Challenge: Identify each line in the records below that contains the string "pickup", and copy those lines.

Entries supplied:

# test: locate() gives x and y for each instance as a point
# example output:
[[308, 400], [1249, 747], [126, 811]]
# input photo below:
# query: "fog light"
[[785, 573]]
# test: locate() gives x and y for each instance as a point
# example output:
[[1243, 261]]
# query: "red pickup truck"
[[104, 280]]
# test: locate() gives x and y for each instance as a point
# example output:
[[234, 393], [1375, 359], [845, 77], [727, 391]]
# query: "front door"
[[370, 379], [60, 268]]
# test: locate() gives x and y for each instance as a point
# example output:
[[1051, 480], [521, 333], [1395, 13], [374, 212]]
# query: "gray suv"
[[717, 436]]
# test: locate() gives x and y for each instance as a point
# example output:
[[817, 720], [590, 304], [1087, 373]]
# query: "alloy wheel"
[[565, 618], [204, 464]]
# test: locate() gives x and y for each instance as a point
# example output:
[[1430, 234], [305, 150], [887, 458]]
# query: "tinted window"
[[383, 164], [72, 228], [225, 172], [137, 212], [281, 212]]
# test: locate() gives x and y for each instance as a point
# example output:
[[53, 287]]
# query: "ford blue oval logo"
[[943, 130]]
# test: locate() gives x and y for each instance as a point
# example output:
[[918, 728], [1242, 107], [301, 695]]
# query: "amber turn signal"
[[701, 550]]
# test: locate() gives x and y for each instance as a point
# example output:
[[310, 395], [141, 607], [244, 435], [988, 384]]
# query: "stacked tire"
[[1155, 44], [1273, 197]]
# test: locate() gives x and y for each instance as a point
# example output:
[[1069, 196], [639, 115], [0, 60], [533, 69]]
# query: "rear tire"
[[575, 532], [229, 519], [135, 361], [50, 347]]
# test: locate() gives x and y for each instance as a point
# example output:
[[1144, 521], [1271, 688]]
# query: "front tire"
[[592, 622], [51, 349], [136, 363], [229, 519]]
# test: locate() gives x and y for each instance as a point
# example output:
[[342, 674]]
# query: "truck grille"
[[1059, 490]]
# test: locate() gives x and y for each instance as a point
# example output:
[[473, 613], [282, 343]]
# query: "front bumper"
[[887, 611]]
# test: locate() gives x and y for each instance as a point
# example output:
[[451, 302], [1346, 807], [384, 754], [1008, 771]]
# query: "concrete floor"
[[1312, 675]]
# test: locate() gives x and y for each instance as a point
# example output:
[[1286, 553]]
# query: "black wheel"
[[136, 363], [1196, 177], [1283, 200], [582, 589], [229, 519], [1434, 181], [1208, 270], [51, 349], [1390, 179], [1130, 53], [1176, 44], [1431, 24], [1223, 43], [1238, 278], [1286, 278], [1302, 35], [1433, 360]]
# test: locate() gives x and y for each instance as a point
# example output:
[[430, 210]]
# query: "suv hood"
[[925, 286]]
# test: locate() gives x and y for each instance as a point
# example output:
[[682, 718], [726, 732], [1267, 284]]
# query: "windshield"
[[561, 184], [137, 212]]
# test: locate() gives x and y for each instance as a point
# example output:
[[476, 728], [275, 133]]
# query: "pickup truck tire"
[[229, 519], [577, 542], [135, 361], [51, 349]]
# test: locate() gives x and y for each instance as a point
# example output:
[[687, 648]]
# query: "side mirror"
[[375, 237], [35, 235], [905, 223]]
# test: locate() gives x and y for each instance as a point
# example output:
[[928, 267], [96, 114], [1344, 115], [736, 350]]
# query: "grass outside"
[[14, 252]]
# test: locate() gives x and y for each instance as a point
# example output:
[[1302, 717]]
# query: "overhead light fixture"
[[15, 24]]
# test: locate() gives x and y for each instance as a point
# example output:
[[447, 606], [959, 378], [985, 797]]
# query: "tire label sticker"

Correct answer:
# query: "red pickup truck"
# query: "pickup truck tire"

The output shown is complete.